DIRECTIONS FOR THIS TASK
Please write out the stretch of the essay on political decency from "Somehow, we seem" through "including our own." word for word.

STUDY TEXT

Tag Archives: Jimmy Carter

Since Jimmy Carter and Gerald Ford

In 1976 Jimmy Carter and incumbent Vice President Gerald Ford vied with each other for the U.S. presidency. That may have marked the highest level of decency for a U.S. presidential campaign since then. Both candidates appeared decent men who respected not only the electoral process but each other. Carter narrowly defeated Ford for a one-term presidency.

Since then, we appear to have descended lower and lower into hatred and falsehood. No doubt the internet and easy access to rumors, with less fact checking, have played a part.

Whatever the reason, arrogance sets the tone. Our side has all the answers; the other side is not only wrong but a villain. We don’t just disagree with each other—too often we appear to despise each other. The fate of the world is dependent, apparently, on whether we win.

Somehow, we seem to have lost a valuable sense of humility.

Certainly, we have our standards of what is the better political direction for the country. So does out neighbor. It may be different from ours. The problem is not different viewpoints. That is inevitable given the world we live in.

What often seems to be ignored is that all human viewpoints are imperfect, including our own.

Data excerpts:
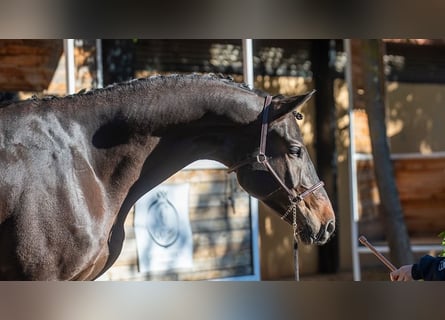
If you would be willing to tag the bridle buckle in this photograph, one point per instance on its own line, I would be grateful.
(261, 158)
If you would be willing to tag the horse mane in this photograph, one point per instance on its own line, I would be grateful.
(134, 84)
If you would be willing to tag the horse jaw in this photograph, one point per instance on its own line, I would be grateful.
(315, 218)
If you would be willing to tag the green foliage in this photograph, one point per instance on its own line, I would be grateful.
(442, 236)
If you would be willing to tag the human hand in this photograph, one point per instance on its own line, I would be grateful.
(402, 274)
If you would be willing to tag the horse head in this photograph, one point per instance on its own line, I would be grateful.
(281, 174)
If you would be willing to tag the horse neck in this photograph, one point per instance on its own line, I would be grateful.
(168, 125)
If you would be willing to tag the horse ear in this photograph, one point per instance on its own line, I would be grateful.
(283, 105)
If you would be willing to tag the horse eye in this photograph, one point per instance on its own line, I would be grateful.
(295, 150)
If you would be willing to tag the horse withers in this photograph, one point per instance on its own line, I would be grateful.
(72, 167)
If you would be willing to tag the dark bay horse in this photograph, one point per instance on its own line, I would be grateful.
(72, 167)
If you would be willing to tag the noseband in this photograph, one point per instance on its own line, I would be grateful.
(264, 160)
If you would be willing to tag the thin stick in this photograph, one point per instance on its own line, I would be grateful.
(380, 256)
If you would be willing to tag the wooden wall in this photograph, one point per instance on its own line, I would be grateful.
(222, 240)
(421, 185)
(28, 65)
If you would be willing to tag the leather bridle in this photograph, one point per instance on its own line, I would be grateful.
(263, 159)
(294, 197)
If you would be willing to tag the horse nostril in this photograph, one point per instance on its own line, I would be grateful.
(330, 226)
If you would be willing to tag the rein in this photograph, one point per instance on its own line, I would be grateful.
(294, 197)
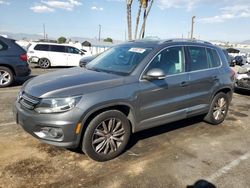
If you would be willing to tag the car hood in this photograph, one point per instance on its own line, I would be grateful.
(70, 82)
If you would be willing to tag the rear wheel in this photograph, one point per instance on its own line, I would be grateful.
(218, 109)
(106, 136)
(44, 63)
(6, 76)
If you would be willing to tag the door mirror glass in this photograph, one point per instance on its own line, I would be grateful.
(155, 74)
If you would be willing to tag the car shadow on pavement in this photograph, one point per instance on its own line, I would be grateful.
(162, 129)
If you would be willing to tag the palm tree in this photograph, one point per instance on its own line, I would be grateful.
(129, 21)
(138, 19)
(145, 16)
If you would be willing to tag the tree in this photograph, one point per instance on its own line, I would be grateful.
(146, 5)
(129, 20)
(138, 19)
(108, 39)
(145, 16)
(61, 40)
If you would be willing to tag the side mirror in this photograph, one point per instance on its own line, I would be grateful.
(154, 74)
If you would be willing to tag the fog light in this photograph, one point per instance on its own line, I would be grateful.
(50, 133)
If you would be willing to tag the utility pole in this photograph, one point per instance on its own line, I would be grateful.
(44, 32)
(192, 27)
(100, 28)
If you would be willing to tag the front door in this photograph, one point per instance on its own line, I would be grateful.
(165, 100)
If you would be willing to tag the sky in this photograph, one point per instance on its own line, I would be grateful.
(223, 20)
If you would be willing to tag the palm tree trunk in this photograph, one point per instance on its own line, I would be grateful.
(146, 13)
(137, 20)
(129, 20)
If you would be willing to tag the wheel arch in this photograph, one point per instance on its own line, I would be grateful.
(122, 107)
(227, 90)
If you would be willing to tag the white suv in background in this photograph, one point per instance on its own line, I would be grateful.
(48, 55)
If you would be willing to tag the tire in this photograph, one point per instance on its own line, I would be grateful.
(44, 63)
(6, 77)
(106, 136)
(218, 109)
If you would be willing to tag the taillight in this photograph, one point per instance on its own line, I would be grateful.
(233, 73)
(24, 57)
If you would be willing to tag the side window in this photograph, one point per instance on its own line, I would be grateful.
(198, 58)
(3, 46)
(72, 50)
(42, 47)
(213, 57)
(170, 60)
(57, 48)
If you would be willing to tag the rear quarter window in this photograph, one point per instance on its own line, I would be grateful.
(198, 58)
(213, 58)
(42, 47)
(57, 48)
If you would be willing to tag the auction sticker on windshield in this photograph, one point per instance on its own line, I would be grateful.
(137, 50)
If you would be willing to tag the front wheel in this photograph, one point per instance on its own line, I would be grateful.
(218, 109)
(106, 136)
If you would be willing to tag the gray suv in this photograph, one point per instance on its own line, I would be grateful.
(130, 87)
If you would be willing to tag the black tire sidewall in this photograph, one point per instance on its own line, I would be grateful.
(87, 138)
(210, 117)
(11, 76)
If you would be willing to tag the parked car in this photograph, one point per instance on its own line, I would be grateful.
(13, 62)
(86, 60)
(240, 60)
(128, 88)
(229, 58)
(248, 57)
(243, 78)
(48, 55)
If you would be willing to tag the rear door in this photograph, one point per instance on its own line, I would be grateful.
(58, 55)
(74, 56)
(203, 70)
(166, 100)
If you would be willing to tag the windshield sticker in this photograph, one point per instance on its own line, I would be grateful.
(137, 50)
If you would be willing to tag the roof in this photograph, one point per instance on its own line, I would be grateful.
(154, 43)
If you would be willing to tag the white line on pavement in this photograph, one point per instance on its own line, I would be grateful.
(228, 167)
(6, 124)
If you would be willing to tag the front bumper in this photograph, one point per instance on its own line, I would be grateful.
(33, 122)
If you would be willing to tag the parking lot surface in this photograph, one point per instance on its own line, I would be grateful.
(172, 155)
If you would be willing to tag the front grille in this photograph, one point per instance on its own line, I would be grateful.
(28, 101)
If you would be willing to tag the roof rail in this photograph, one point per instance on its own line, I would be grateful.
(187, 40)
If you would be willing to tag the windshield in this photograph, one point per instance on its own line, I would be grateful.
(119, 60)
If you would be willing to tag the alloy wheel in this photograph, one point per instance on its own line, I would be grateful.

RESPONSE BELOW
Somehow, we seem to have lost a valuable sense of humility.

Certainly, we have our standards of what is the better political direction for the country. So does out neighbor. It may be different from ours. The problem is not different viewpoints. That is inevitable given the world we live in.

What often seems to be ignored is that all human viewpoints are imperfect, including our own.